(Natural language region descriptions)
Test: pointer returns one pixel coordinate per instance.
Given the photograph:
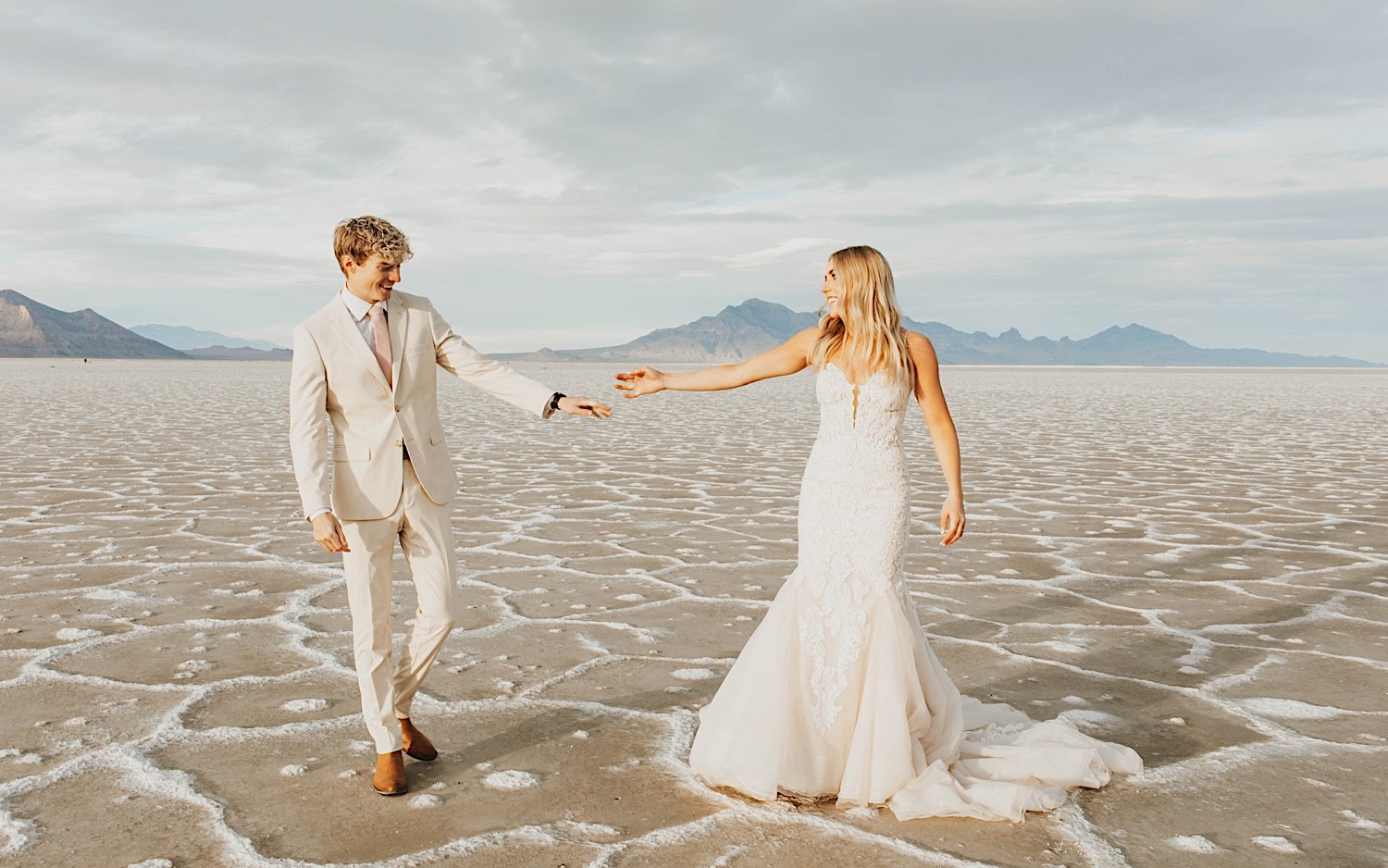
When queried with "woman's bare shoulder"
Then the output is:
(921, 344)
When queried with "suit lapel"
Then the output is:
(347, 332)
(396, 316)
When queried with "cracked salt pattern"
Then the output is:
(1193, 563)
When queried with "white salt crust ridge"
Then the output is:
(1194, 843)
(762, 513)
(511, 779)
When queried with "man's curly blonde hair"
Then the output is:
(363, 236)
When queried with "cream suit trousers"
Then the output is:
(427, 539)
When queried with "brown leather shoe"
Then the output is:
(416, 743)
(390, 774)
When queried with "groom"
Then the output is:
(368, 361)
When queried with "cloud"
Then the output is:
(1060, 167)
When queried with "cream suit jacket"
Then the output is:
(336, 378)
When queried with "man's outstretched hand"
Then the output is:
(582, 405)
(328, 532)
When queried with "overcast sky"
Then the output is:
(576, 174)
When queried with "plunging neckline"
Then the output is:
(844, 374)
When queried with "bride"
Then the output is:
(837, 692)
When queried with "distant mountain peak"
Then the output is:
(755, 325)
(186, 338)
(30, 328)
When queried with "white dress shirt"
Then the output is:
(360, 310)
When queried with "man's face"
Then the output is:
(374, 279)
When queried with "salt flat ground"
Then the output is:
(1193, 563)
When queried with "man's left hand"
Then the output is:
(582, 405)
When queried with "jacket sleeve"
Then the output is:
(457, 357)
(308, 422)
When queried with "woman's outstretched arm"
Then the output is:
(943, 434)
(786, 358)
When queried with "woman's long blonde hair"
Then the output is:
(868, 324)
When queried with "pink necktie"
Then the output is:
(380, 341)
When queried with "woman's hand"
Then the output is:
(951, 520)
(635, 383)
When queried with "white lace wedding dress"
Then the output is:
(837, 692)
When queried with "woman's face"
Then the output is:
(833, 289)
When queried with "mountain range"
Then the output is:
(185, 338)
(33, 329)
(755, 325)
(38, 330)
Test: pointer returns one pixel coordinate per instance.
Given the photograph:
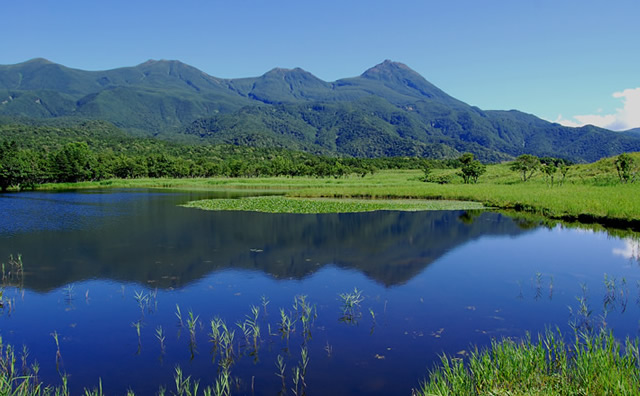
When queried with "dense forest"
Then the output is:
(95, 150)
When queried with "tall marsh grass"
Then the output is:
(591, 365)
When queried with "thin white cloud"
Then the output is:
(626, 117)
(631, 249)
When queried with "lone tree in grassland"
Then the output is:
(527, 165)
(471, 169)
(624, 165)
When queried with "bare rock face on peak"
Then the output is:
(389, 110)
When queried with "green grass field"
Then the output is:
(590, 193)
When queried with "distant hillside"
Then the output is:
(389, 110)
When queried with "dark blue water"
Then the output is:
(436, 283)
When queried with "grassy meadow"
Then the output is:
(589, 193)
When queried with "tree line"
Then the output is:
(24, 168)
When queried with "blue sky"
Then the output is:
(550, 58)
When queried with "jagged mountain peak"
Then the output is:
(388, 67)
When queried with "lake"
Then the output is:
(111, 272)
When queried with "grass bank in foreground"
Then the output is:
(279, 204)
(593, 365)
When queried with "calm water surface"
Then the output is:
(432, 282)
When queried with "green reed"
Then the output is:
(286, 326)
(350, 306)
(591, 365)
(161, 337)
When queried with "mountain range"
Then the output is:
(389, 110)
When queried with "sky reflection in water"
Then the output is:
(435, 281)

### HOW TO COMPLETE THIS TASK
Should a picture appear among the entries, skip it and copy the rest exactly.

### SOLVED EXERCISE
Test: pointer returns one pixel coordinate per instance.
Given the photograph:
When queried with "woman's bare shoulder"
Then the output is:
(921, 344)
When queried with "suit lapel"
Then the output is:
(347, 332)
(396, 316)
When queried with "cracked salt pattern"
Then the output is:
(1193, 563)
When queried with "white salt crust ridge"
Then the output is:
(1194, 843)
(762, 513)
(511, 779)
When queried with "man's curly blonde hair"
Then the output is:
(363, 236)
When queried with "cream suit trousers"
Then the output is:
(427, 539)
When queried with "brown leather shoe"
Then the output is:
(416, 743)
(390, 774)
When queried with "groom"
Then the output is:
(368, 361)
When queried with "cloud"
Then the output is:
(1060, 167)
When queried with "cream suit jacket"
Then the output is:
(336, 378)
When queried with "man's outstretched hand"
Then the output is:
(582, 405)
(328, 532)
When queried with "overcast sky"
Then the output is:
(576, 174)
When queried with "plunging neckline"
Then the output is:
(844, 374)
When queried with "bride"
Then the output is:
(837, 692)
When queried with "distant mountain peak"
Then the output is:
(755, 325)
(186, 338)
(30, 328)
When queried with "white dress shirt"
Then the output is:
(360, 310)
When queried with "man's face"
Then the output is:
(374, 279)
When queried with "salt flat ground"
Then the output is:
(1193, 563)
When queried with "man's left hand"
Then the output is:
(582, 405)
When queried with "jacket sleeve"
Then the output is:
(457, 357)
(308, 422)
When queried with "woman's outstretched arm"
Then the output is:
(943, 434)
(786, 358)
When queried with "woman's long blonde hair"
Then the output is:
(868, 324)
When queried with "pink necktie"
Then the output is:
(380, 341)
When queried with "woman's hand"
Then the output is:
(951, 520)
(635, 383)
When queried with "white lace wedding dress"
Then the output is:
(837, 692)
When queried with "woman's face"
Then the output is:
(833, 289)
When queried with "mountain range"
Then the output is:
(185, 338)
(33, 329)
(755, 325)
(38, 330)
Test: pointer returns one pixel coordinate per instance.
Given the photograph:
When queried with "dense forest"
Then the output is:
(95, 150)
When queried with "tall marsh grass"
Then the output is:
(591, 365)
When queried with "thin white cloud"
Then the output is:
(626, 117)
(631, 249)
When queried with "lone tree in grassland"
Then the output is:
(527, 165)
(471, 169)
(624, 165)
When queried with "bare rock face on peak"
Then the output is:
(389, 110)
When queried with "green grass field"
Then the output is:
(590, 193)
When queried with "distant hillside"
Then the output is:
(389, 110)
When queried with "dark blue water"
Then the output is:
(436, 283)
When queried with "grassy meadow"
Then the output is:
(589, 193)
When queried with "tree line"
Then the output is:
(24, 168)
When queried with "blue sky"
Then the output is:
(550, 58)
When queried with "jagged mountain peak"
Then the output is:
(388, 67)
When queried with "lake"
Then the output is:
(111, 272)
When queried with "grass bank in foreground"
Then the output is:
(279, 204)
(593, 365)
When queried with "calm water surface"
Then the output is:
(432, 282)
When queried with "green reed"
Then the output is:
(286, 326)
(350, 306)
(591, 365)
(161, 337)
When queried with "mountain range"
Then the output is:
(389, 110)
When queried with "sky reflection in water"
Then the output is:
(435, 281)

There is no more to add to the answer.